Natural language region descriptions:
# # # #

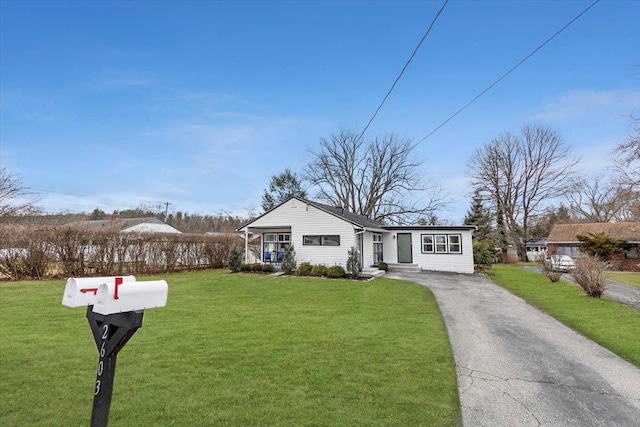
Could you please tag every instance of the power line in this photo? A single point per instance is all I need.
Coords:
(403, 69)
(507, 73)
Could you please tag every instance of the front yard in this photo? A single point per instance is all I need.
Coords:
(608, 323)
(236, 349)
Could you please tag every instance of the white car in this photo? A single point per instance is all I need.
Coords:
(560, 263)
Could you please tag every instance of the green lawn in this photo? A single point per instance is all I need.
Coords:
(236, 350)
(626, 277)
(609, 323)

# # # #

### [PROBLEM DETAILS]
Working down from the line that contains "Could you please tag every instance of the green", retype each line exactly through the last line of the data, and give nothing else.

### [RESPONSE]
Could you please tag every instance of the green lawn in this photo? A single point per instance is all I need.
Coords:
(236, 350)
(626, 277)
(609, 323)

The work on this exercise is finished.